● **Source material**
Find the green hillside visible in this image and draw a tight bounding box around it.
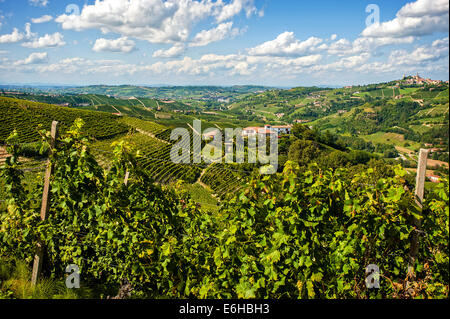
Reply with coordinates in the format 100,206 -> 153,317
0,97 -> 129,143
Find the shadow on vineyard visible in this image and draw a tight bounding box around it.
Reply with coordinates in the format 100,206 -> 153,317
0,119 -> 449,299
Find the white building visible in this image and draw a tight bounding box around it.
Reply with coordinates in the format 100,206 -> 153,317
242,125 -> 292,137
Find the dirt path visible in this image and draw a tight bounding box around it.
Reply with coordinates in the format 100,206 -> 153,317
111,105 -> 122,115
136,128 -> 171,145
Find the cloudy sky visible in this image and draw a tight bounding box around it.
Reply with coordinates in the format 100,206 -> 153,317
0,0 -> 449,86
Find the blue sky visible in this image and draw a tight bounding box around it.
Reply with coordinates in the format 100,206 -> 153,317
0,0 -> 449,86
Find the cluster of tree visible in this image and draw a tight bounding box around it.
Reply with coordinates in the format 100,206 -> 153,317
0,121 -> 449,299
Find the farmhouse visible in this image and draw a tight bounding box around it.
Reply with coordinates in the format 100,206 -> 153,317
242,125 -> 292,137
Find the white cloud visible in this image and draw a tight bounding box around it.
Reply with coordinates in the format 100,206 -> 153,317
362,0 -> 449,38
92,37 -> 136,53
389,37 -> 449,66
189,22 -> 240,47
153,44 -> 186,58
31,14 -> 53,23
14,52 -> 48,66
28,0 -> 49,7
248,32 -> 326,57
328,36 -> 414,56
0,28 -> 24,43
55,0 -> 256,44
216,0 -> 258,23
22,32 -> 66,49
0,23 -> 36,43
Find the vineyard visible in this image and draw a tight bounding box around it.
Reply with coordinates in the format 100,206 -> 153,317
0,97 -> 128,143
0,121 -> 449,299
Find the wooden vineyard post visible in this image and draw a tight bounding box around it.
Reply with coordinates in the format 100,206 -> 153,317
31,121 -> 58,286
123,170 -> 130,186
408,149 -> 429,277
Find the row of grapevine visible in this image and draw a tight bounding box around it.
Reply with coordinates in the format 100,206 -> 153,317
0,123 -> 449,299
93,133 -> 201,184
201,163 -> 250,197
121,117 -> 170,138
0,97 -> 129,143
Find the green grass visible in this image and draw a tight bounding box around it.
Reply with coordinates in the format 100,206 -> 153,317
0,258 -> 94,299
360,132 -> 420,150
183,184 -> 219,213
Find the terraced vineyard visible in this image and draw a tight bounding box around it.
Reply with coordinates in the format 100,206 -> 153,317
0,97 -> 129,143
121,117 -> 170,139
200,163 -> 249,198
93,133 -> 201,184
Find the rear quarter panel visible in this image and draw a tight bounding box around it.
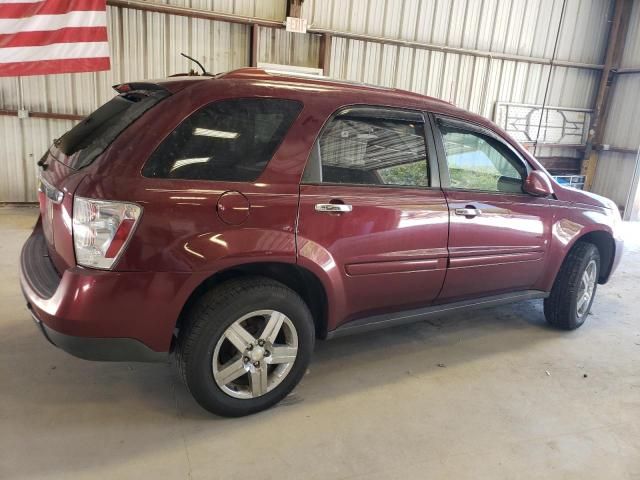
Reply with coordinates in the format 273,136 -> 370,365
537,200 -> 620,292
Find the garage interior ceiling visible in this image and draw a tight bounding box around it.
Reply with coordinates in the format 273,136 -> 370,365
0,0 -> 640,214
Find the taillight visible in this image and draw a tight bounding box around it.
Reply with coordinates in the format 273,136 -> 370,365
73,196 -> 142,269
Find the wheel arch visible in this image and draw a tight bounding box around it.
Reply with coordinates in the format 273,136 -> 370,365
171,262 -> 328,350
563,230 -> 616,285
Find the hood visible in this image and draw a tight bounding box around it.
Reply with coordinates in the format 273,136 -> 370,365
553,181 -> 618,210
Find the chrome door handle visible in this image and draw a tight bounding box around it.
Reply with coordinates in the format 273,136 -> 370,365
316,203 -> 353,213
455,208 -> 482,217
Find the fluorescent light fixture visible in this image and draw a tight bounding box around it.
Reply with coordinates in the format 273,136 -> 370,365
193,128 -> 239,138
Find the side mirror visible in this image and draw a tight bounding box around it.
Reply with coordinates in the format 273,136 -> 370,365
522,170 -> 553,197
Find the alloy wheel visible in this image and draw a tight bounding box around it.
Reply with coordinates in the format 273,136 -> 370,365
212,310 -> 298,399
576,260 -> 598,317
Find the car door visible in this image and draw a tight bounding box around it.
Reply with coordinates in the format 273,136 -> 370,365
433,117 -> 551,301
297,107 -> 448,329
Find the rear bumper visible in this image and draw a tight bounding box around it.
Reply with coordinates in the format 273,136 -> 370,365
20,227 -> 194,361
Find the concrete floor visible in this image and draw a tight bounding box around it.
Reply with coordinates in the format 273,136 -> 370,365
0,207 -> 640,480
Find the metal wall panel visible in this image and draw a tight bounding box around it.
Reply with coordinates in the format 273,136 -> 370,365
303,0 -> 613,63
0,0 -> 624,201
593,152 -> 636,208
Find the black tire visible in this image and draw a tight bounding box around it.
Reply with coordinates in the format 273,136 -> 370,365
175,277 -> 315,417
544,242 -> 600,330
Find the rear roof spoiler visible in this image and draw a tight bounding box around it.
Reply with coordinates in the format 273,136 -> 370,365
112,82 -> 168,93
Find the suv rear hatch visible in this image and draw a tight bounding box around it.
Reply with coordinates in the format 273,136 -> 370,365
38,81 -> 178,273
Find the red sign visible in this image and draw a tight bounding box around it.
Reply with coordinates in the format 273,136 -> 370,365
0,0 -> 110,77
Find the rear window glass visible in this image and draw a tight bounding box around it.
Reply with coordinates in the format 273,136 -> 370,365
56,90 -> 169,169
142,98 -> 302,182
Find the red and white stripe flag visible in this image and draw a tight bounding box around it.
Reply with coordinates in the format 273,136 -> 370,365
0,0 -> 110,77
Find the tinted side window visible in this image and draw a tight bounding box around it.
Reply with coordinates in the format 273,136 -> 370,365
305,112 -> 429,187
142,98 -> 302,182
440,126 -> 527,193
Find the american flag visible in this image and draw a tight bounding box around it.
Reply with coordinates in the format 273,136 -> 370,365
0,0 -> 110,77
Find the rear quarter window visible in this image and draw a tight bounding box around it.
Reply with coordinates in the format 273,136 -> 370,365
142,98 -> 302,182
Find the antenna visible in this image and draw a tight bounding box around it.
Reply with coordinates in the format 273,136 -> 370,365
180,52 -> 211,75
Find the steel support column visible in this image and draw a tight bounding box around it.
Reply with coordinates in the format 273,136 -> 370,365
582,0 -> 633,190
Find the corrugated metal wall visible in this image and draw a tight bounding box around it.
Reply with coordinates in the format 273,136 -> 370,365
0,0 -> 624,201
593,1 -> 640,211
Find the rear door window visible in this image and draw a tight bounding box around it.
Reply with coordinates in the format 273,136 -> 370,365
303,107 -> 429,187
142,98 -> 302,182
55,90 -> 170,170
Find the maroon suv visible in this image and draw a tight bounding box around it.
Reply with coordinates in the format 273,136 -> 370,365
21,69 -> 622,416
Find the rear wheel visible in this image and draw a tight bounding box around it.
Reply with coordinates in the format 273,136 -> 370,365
544,243 -> 600,330
176,277 -> 314,416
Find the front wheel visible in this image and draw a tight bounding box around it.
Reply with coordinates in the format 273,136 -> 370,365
176,277 -> 314,417
544,243 -> 600,330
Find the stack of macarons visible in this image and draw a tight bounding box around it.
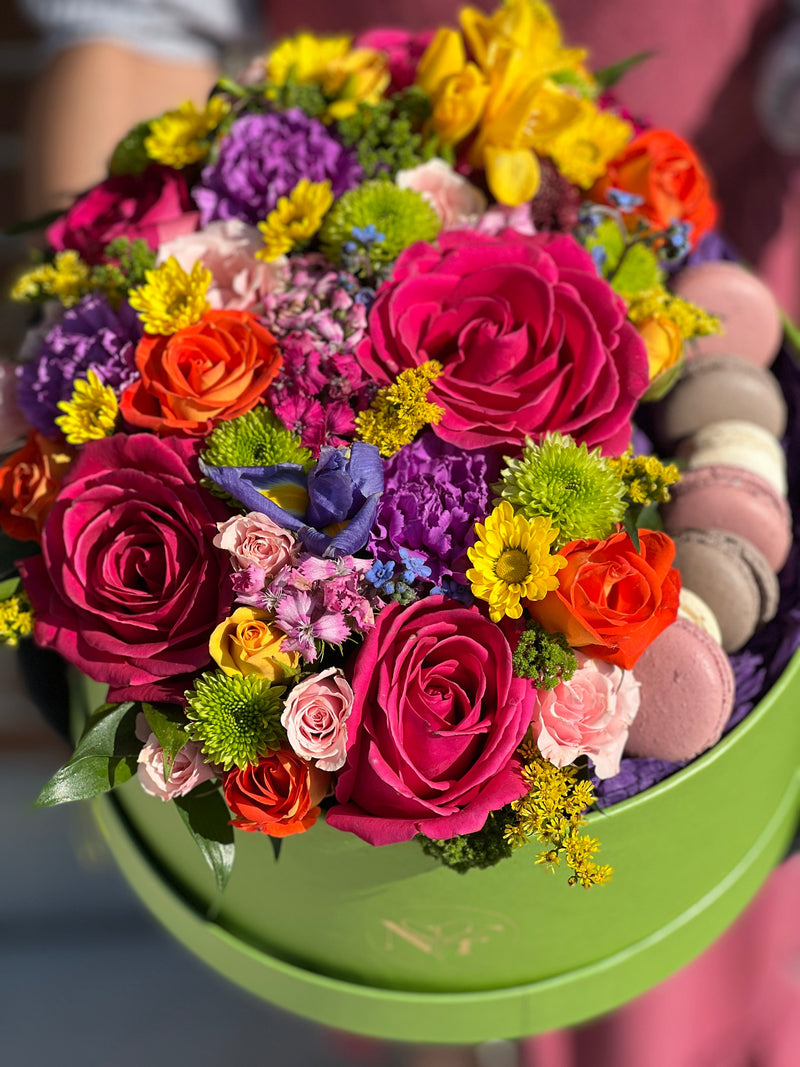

● **What is asked**
Could you format every line above as a JSON list of strings, with one string per line, blank lines skipped, and the pictures left out?

● **Written answer**
[
  "Find the green hillside visible in this image and draw a tight bounding box around it.",
  "Reply with coordinates in the format 100,206 -> 153,317",
  "0,97 -> 129,143",
  "Find the shadow on vineyard visible in this image and draw a tight bounding box around it.",
  "Reply with coordinates in the format 100,206 -> 153,317",
  "0,119 -> 449,299",
  "Find the white building visible in this image and draw a tight bounding box around it.",
  "Reply with coordinates in the format 100,206 -> 153,317",
  "242,125 -> 292,137",
  "Find the dirt path visible in this image and draw a tight bounding box around it.",
  "Reply with coordinates in the format 100,206 -> 153,317",
  "111,105 -> 122,115",
  "136,128 -> 171,145",
  "Find the cloudy sky visible in this image and draw a tight bounding box around it.",
  "Reply with coordinates in the format 100,206 -> 153,317",
  "0,0 -> 449,86",
  "Find the blue sky visible in this image and draw a tight bounding box around it.",
  "Reply with coordinates in the format 100,206 -> 153,317",
  "0,0 -> 449,86",
  "Find the cluster of tree visible in this image and draw a tight bounding box around it.",
  "Reply with coordinates in the format 100,206 -> 153,317",
  "0,121 -> 449,299",
  "Find the farmhouse visible in this image and draw a tight bounding box around it.",
  "Reply with coordinates in the format 100,206 -> 153,317",
  "242,125 -> 292,137",
  "Find the white cloud visible in this image and draw a tight bounding box around it.",
  "Reply with coordinates in the format 100,206 -> 153,317",
  "362,0 -> 449,38",
  "92,37 -> 136,53",
  "389,37 -> 449,66",
  "189,22 -> 240,47",
  "153,44 -> 186,58",
  "31,14 -> 53,23",
  "14,52 -> 48,66",
  "28,0 -> 49,7",
  "248,32 -> 326,57",
  "328,36 -> 414,56",
  "0,28 -> 24,43",
  "55,0 -> 256,44",
  "216,0 -> 258,23",
  "22,32 -> 66,49",
  "0,23 -> 36,43",
  "Find the vineyard visible in this image and draw a tight bounding box around it.",
  "Reply with coordinates in the format 100,206 -> 153,317",
  "0,97 -> 128,143",
  "0,121 -> 449,299",
  "Find the wooden vineyard post visible in this image and draw a tight bounding box around it.",
  "Reply with coordinates in the format 100,206 -> 153,317",
  "31,121 -> 58,286",
  "123,170 -> 130,186",
  "408,149 -> 429,277",
  "Find the row of grapevine visible in this image and draw a tight bounding box around it.",
  "Reply with coordinates in the format 100,206 -> 153,317",
  "0,123 -> 449,299",
  "93,133 -> 201,184",
  "201,163 -> 250,197",
  "121,117 -> 170,138",
  "0,97 -> 129,143",
  "Find the green grass visible in this image and draw a tight bounding box around it.",
  "Reply with coordinates in the format 100,206 -> 153,317",
  "0,258 -> 94,299",
  "360,132 -> 420,150",
  "183,184 -> 219,213",
  "Find the terraced vineyard visible in this image and draw a tight bounding box around it.",
  "Reply with coordinates in the format 100,206 -> 153,317",
  "0,97 -> 129,143",
  "121,117 -> 170,139",
  "200,163 -> 249,198",
  "93,133 -> 201,184",
  "Find the rear quarter panel visible in this image and draw a tight bounding box around it.",
  "Reply with coordinates in the format 273,136 -> 370,365",
  "537,200 -> 620,292",
  "Find the garage interior ceiling visible in this image and draw a tight bounding box around it.",
  "Reply with coordinates in the format 273,136 -> 370,365",
  "0,0 -> 640,214",
  "Find the taillight visible in this image and draw a tight bounding box around it.",
  "Reply with coordinates in the format 273,136 -> 370,365",
  "73,196 -> 142,269",
  "Find the wheel arch visible in this image and draw a tight bounding box around it.",
  "Reply with coordinates in the format 273,136 -> 370,365",
  "171,262 -> 328,350",
  "563,230 -> 616,285",
  "Find the hood visible in this image and draw a tight bounding box around it.",
  "Reply with coordinates in the format 273,136 -> 370,365",
  "553,181 -> 618,210",
  "Find the chrome door handle visible in this image and draw a tight bounding box around it.",
  "Reply with coordinates in the format 273,136 -> 370,365",
  "316,203 -> 353,213",
  "455,208 -> 482,217",
  "Find the fluorescent light fixture visible in this image and draw a tight bounding box around it.",
  "Reply with coordinates in the format 273,136 -> 370,365",
  "193,128 -> 239,138",
  "Find the side mirror visible in this image and draw a tight bounding box around it.",
  "Reply with coordinates in the format 273,136 -> 370,365",
  "522,170 -> 553,197",
  "Find the alloy wheel visible in this image and draw a tight bounding box around it.",
  "Reply with coordinates in the format 273,136 -> 370,365",
  "212,310 -> 298,399",
  "576,260 -> 598,317",
  "Find the car door visible in this image and draw a tight bounding box around it.",
  "Reply with coordinates in the format 273,136 -> 370,365",
  "433,117 -> 551,301",
  "297,107 -> 448,329",
  "Find the rear bumper visible in this image and draw a tight bounding box around it.",
  "Reply with coordinates in the format 273,136 -> 370,365",
  "20,227 -> 194,361",
  "Find the concrete floor visible in this image and draw a tight bounding box around it.",
  "Reply with coordinates in the format 273,136 -> 370,365",
  "0,207 -> 640,480",
  "Find the metal wall panel visible in this image and draw a tight bounding box around it.",
  "Reply with coordinates in the format 273,136 -> 370,365",
  "303,0 -> 613,63",
  "0,0 -> 624,201",
  "593,152 -> 636,208",
  "Find the black tire visible in this image and draw a tight bounding box around it.",
  "Reply with coordinates in the format 273,136 -> 370,365",
  "175,277 -> 315,417",
  "544,242 -> 600,330",
  "Find the rear roof spoiler visible in this image and draw a tight bounding box around it.",
  "Reply with coordinates in the format 273,136 -> 370,365",
  "112,82 -> 168,93",
  "Find the suv rear hatch visible in this image and draw a tight bounding box around it.",
  "Reply with coordinates in the format 273,136 -> 370,365",
  "38,81 -> 178,273",
  "Find the red sign visible in this image and draw a tight bounding box around it.",
  "Reply with coordinates in the format 273,136 -> 370,365",
  "0,0 -> 110,77",
  "Find the rear window glass visible in this image and draw a tight bounding box around it.",
  "Reply with coordinates in the format 273,136 -> 370,365",
  "56,90 -> 169,169",
  "142,98 -> 302,182",
  "Find the red and white stripe flag visible in this image and draw a tight bounding box around it.",
  "Reply with coordinates in the format 273,136 -> 370,365",
  "0,0 -> 110,77",
  "Find the tinted side window visible in this image and draw a tight bounding box around it.",
  "Reply with coordinates in the format 273,136 -> 370,365",
  "305,112 -> 429,187",
  "142,98 -> 302,182",
  "440,126 -> 527,193",
  "Find the american flag visible in this image and draw a tight bounding box around it.",
  "Reply with coordinates in the format 273,136 -> 370,365",
  "0,0 -> 110,77",
  "Find the rear quarter window visible in this image and draw a tight bounding box around it.",
  "Reply with coordinates in the format 273,136 -> 370,365",
  "142,98 -> 302,182",
  "Find the antenna visible in this image and draw a tight bounding box around it.",
  "Reply with coordinates in the format 273,136 -> 370,365",
  "180,52 -> 211,75",
  "Find the steel support column visible in this image and draw a tight bounding box around it.",
  "Reply with coordinates in the format 273,136 -> 370,365",
  "582,0 -> 633,190",
  "Find the corrugated metal wall visible in this image and draw a tight bounding box around it.",
  "Reply with coordinates in the format 273,136 -> 370,365",
  "0,0 -> 624,201",
  "593,1 -> 640,211",
  "Find the rear door window visible in this image and draw a tight bounding box around it.",
  "Reply with coordinates in the format 273,136 -> 370,365",
  "303,107 -> 429,187",
  "142,98 -> 302,182",
  "55,90 -> 170,170",
  "Find the maroon suv visible in this image and draw a tight bounding box around it.",
  "Reply with coordinates in the format 273,136 -> 370,365",
  "21,69 -> 622,416",
  "Find the rear wheel visible in this image and draw a tight bounding box around it.",
  "Reply with coordinates in the format 273,136 -> 370,365",
  "544,243 -> 600,330",
  "176,277 -> 314,416",
  "Find the front wheel visible in this image and draw a tight bounding box around it.",
  "Reply with coordinates in the format 273,136 -> 370,365",
  "176,277 -> 314,417",
  "544,243 -> 600,330",
  "Find the stack of macarons visible in this image and draw a tight bounding box around it."
]